WORK TO DO
Copy all of the material word for word, except for the pictures.

Entries from a pointing dataset
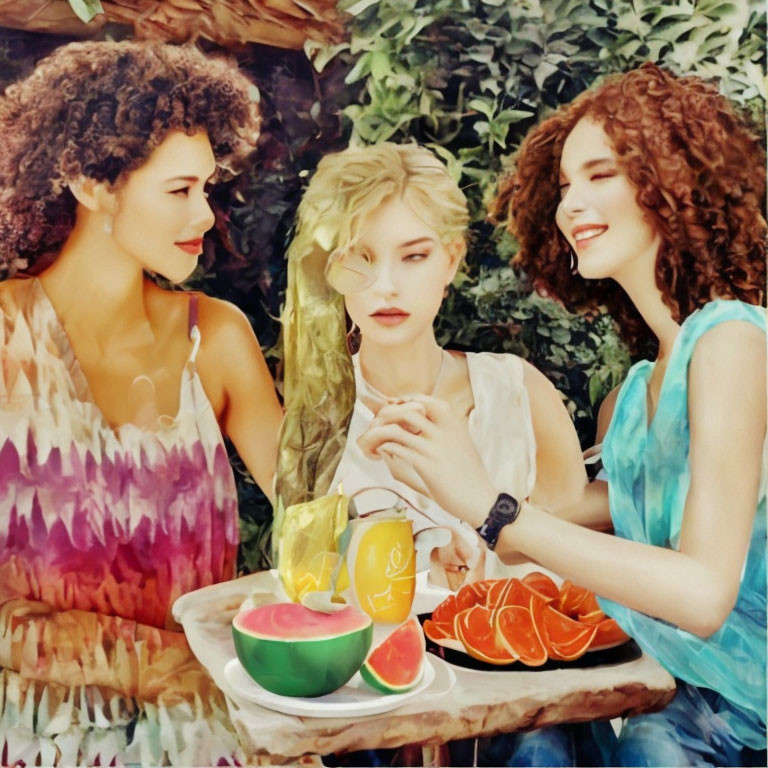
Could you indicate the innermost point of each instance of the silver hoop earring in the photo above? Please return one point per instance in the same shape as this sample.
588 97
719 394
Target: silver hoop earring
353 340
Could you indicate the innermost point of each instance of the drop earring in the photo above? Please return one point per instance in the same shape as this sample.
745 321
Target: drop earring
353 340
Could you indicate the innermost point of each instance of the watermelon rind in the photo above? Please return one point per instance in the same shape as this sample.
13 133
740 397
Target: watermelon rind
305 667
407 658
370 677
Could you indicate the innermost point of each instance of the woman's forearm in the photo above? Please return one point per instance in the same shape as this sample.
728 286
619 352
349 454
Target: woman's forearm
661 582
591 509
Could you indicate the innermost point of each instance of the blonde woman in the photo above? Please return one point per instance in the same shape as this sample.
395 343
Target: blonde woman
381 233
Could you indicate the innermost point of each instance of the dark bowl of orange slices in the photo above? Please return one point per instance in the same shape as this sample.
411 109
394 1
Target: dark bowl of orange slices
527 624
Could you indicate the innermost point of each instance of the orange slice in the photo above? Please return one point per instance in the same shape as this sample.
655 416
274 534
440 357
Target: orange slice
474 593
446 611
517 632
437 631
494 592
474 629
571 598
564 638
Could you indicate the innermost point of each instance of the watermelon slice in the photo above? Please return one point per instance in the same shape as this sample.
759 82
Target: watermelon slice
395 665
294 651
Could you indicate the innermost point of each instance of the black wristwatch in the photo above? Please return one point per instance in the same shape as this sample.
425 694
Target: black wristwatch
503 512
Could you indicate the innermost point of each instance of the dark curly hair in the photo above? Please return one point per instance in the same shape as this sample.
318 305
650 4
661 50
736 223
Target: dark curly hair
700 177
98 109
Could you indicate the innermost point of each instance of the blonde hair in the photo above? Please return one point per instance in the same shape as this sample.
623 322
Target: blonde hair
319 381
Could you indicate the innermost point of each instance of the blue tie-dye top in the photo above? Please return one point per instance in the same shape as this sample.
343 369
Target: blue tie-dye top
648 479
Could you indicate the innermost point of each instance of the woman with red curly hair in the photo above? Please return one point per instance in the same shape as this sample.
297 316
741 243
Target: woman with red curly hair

THE OUTPUT
Could you indicate the innermost point of each instance of the silver hoop earring in the photo above? Please return one point per instance in the same shape as this sample.
588 97
719 394
Target: silver hoop earring
353 340
Could you indicate the innermost point of each instance of the drop earring in the photo above? Please return one point per instance in the same shape as this sample.
745 321
Target: drop earring
353 340
Could you indicate the innermost point of each instance of the watermelon rind in the photo above? Please return one point per instance in the same shape as this sample.
13 133
740 397
Target: watermelon rind
305 667
407 658
370 677
Could you indicate the innermost point of each instance of the woman's forearm in the photo above? Please return one point per instance in the same shape as this sample.
728 286
619 352
349 454
Target: woman's forearm
661 582
591 509
Could you indicate the innermost point of each instance of the blonde woman in the photo above? Please return one point per instance in the same shape as this sample.
395 343
Target: blonde woman
381 233
Could you indicate the innermost point of each instance of the dark bowl of orange slices in the photo above? Please return one point per instance in the same shape as this sample.
411 109
394 1
Target: dark bowl of orange slices
527 624
Could you indicate the innermost point of each instance of the orange slice in the photo above? Please return one point per instance in the same shape as this sample.
655 416
274 534
440 357
Target: orange slice
474 593
446 611
517 632
437 631
494 592
474 629
571 598
564 638
Could you indicate the innermost point of each instance of the watermelon slice in the photo above? Please return one point per instance in the same shape as this sample.
759 82
Target: watermelon slice
395 665
294 651
Could you indicate the innermost point of each instance of the black wristwatch in the photo above? Please return one point per instance in the same shape as this sample.
425 694
Target: black wristwatch
503 512
Could you indicate the innermost point of each instance of the dark curly hair in the photo above? Please return one point per instance in the same shape as this sample.
318 305
650 4
661 50
736 223
Target: dark curly hair
700 177
98 109
Could you indicate the innermost point of each instance of the blonde hair in the photo above? Please return one point per instance in the same shape as this sample.
623 322
Target: blonde hair
319 381
Could you indicate the innermost point of each instance of the blue tie-dye top in the photo above? Please return one point per instance in the same shape as this sample.
343 369
Target: blue tie-dye top
648 479
Could you indicate the innermost point of each instance of the woman with red curly hair in the photo above? Please return one point per instance in the same shape as this sample.
297 316
741 243
Target: woman with red curly hair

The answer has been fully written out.